# Stored data

┄┄┄┄┄┄┄┄┄┄

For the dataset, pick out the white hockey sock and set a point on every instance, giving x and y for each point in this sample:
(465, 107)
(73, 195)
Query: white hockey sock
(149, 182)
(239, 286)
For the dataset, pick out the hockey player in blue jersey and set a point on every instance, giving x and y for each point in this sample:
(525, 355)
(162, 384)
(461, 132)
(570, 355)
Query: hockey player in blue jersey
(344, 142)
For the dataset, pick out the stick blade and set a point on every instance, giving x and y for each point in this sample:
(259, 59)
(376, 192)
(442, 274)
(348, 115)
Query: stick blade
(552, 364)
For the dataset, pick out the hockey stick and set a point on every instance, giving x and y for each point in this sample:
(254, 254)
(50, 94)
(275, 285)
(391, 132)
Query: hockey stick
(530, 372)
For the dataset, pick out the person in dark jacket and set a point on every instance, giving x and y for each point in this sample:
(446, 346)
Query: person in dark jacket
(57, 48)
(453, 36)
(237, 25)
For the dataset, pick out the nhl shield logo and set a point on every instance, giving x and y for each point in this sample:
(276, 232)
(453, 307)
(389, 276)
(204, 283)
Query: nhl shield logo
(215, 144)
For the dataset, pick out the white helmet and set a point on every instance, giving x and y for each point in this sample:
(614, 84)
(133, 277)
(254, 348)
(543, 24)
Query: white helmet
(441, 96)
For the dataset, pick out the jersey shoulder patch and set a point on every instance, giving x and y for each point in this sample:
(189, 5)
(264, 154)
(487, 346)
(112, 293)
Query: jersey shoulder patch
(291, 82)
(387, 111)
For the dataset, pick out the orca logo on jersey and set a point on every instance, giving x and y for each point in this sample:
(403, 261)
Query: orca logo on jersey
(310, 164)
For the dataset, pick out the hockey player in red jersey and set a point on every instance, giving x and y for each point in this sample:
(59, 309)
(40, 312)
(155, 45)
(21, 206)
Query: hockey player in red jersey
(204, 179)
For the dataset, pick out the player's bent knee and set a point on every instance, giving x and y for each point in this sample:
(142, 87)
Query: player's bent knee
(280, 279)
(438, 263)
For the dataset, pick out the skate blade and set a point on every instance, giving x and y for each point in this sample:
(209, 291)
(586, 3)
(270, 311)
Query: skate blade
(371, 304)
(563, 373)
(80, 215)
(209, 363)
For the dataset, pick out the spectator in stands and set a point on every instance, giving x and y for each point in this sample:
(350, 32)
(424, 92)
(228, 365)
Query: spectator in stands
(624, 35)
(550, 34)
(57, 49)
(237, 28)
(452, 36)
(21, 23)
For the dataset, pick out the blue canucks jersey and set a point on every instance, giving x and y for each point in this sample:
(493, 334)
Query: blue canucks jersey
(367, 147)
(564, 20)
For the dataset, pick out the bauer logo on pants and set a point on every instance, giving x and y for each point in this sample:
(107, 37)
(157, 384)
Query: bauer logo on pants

┄┄┄┄┄┄┄┄┄┄

Lines of the material in which the word "pants" occurs are to be copied out.

# Output for this task
For the dataset, pick out the bauer logo on pants and set a point on every instance, giving x and y for each point in this sample:
Query: bauer logo on pants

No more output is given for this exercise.